# Saved data entries:
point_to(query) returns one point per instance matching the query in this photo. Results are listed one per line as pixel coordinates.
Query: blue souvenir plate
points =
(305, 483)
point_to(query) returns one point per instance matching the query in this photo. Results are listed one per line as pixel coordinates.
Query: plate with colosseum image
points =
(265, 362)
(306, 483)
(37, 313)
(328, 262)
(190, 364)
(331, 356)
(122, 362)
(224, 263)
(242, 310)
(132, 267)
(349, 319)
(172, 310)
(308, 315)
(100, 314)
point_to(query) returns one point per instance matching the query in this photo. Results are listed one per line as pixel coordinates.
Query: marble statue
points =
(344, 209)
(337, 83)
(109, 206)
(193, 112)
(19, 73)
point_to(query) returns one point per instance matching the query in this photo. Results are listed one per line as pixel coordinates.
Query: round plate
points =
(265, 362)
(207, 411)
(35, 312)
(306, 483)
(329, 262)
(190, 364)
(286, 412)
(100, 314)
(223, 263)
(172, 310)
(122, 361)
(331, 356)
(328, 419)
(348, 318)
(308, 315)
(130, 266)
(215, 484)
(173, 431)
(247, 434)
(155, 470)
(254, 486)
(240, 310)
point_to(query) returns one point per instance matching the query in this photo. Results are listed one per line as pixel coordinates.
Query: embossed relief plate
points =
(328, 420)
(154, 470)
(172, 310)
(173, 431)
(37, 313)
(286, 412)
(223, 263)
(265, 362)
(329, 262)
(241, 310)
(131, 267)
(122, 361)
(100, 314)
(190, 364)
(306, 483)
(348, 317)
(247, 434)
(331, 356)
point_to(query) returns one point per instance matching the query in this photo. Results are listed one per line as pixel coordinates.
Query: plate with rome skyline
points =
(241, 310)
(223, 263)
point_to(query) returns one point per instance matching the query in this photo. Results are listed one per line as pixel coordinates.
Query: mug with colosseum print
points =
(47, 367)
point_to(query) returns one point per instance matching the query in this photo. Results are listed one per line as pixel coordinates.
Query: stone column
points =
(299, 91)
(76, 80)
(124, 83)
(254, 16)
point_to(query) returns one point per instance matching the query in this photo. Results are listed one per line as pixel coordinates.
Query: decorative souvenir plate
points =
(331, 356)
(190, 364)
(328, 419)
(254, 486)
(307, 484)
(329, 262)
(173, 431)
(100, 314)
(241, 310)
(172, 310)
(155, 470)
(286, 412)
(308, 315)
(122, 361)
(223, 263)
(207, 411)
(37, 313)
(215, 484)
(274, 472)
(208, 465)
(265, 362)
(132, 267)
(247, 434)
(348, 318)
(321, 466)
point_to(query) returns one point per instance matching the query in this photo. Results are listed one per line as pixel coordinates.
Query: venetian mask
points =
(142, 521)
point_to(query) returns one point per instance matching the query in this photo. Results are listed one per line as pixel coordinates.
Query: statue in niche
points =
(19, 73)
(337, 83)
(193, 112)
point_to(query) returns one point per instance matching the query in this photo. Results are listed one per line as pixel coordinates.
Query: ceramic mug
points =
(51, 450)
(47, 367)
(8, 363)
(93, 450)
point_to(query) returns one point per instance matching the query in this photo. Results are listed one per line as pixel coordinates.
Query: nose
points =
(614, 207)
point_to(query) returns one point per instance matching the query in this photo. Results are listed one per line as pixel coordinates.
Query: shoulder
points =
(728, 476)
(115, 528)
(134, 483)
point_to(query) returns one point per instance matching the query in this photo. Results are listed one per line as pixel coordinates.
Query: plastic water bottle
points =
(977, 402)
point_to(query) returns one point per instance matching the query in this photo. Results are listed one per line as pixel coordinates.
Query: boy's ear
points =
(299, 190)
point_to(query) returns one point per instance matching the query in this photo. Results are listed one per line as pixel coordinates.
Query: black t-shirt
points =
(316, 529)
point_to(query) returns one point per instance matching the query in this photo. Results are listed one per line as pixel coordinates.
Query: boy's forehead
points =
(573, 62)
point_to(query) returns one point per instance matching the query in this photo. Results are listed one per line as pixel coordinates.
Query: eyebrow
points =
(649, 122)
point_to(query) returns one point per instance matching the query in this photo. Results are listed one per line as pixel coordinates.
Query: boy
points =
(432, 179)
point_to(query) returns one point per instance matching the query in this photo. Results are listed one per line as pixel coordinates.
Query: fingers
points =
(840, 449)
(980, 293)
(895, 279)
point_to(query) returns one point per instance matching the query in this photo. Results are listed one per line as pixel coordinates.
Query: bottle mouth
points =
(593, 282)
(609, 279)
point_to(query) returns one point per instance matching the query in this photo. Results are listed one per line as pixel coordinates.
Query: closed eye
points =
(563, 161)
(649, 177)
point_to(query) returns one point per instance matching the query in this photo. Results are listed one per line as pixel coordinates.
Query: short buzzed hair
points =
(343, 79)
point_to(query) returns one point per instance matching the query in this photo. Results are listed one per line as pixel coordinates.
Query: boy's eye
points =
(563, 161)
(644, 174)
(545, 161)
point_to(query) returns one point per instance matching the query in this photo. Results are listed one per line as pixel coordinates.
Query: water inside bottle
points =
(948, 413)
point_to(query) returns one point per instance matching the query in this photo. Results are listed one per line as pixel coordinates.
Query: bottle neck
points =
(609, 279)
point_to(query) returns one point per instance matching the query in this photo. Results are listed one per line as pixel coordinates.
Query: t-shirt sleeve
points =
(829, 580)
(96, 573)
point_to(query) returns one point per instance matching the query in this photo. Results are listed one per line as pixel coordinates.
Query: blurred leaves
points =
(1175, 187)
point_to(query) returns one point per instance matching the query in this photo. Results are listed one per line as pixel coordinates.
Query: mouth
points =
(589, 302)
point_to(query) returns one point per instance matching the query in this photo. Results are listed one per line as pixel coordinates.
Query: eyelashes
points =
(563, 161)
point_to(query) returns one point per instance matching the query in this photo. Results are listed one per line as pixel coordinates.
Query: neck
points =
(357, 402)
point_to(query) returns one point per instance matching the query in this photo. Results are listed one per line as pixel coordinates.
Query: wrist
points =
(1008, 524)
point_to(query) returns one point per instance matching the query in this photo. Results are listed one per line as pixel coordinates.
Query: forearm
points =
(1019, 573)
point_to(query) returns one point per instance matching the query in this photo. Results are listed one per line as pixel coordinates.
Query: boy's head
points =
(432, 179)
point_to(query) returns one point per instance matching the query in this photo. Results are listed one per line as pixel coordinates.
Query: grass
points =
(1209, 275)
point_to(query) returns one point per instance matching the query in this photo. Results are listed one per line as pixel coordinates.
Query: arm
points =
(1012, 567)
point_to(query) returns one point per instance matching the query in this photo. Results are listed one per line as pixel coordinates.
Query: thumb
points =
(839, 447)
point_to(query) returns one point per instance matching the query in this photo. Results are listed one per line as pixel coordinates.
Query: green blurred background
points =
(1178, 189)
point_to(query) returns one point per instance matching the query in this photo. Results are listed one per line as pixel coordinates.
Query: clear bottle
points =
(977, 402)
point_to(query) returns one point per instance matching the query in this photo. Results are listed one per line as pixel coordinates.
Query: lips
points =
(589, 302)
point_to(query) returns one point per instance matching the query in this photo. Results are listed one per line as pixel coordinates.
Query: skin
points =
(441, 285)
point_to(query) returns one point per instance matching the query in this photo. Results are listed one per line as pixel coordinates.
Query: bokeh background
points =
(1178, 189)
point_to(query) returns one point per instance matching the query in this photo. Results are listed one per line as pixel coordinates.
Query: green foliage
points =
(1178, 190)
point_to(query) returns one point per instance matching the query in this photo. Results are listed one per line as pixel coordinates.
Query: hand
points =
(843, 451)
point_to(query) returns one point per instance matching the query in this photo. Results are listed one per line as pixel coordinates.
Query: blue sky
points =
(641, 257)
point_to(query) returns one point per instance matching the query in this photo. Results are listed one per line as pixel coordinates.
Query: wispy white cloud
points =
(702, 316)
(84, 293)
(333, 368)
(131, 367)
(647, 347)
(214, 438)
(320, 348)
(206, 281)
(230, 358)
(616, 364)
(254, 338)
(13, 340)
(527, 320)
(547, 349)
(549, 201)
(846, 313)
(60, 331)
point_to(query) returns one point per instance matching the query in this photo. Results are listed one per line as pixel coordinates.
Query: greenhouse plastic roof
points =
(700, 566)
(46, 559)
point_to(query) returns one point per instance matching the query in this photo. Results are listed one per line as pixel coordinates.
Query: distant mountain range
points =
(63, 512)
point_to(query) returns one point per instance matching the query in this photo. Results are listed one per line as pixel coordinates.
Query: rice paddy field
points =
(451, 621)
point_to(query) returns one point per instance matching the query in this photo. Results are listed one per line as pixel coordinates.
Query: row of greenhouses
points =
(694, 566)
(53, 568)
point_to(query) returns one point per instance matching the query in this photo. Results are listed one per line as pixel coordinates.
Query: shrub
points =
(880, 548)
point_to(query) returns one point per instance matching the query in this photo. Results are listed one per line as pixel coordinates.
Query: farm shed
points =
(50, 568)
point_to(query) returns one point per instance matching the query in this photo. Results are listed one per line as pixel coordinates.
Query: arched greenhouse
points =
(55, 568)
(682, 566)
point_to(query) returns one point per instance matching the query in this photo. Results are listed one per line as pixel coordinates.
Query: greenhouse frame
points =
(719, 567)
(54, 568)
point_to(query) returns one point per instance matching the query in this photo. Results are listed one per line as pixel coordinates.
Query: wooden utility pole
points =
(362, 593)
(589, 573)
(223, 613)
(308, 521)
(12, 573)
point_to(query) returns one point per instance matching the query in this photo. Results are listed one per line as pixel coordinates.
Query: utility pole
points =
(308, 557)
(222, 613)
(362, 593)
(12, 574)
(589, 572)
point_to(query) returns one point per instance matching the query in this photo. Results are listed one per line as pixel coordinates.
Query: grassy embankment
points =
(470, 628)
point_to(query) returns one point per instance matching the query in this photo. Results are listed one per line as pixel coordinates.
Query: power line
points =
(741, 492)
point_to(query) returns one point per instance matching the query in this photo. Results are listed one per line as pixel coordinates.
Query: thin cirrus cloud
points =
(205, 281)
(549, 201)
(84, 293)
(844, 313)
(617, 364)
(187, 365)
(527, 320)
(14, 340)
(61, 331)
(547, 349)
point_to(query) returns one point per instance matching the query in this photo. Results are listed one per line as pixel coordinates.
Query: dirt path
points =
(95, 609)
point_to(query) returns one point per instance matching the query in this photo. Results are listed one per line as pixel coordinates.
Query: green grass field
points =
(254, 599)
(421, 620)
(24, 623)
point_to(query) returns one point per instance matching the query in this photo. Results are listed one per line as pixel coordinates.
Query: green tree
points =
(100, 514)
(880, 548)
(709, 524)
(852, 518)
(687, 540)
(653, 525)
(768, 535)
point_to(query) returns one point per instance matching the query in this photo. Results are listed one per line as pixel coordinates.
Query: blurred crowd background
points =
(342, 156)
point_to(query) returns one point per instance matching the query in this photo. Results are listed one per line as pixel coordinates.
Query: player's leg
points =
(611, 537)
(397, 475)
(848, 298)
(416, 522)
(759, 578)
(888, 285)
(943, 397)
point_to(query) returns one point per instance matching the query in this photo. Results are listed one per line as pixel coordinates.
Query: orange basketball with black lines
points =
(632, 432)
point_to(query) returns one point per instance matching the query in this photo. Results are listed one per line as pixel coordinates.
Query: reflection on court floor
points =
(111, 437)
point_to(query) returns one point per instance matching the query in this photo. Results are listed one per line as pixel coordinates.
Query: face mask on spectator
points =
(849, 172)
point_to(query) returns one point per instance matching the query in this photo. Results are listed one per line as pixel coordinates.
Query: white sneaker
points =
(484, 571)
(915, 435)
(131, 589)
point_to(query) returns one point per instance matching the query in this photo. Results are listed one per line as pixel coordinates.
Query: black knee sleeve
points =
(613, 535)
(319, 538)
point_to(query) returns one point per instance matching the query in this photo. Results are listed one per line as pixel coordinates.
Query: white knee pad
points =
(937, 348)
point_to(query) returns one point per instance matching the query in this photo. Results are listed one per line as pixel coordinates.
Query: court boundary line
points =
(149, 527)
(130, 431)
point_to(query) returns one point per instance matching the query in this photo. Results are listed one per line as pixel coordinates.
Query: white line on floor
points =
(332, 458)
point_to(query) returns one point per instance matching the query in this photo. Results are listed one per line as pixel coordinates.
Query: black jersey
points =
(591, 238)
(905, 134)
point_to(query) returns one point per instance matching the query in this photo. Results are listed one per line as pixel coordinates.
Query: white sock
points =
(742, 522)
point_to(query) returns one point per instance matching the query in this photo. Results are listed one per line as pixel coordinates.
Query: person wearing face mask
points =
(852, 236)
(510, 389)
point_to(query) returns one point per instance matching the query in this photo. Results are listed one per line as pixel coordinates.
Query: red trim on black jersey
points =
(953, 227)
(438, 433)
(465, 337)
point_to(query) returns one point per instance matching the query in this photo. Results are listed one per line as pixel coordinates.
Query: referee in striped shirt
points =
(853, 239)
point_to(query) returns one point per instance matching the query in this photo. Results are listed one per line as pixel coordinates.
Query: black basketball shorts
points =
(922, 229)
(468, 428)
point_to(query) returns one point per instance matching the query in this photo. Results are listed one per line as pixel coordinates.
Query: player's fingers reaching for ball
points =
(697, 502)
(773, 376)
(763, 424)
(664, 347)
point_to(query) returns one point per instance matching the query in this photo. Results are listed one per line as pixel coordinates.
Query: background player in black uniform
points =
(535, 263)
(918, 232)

# Your instructions:
Pull out each line from the records above that contains the word "face". Matching is case-sensitive.

# Output for this task:
Query: face mask on spectator
Query: person wearing face mask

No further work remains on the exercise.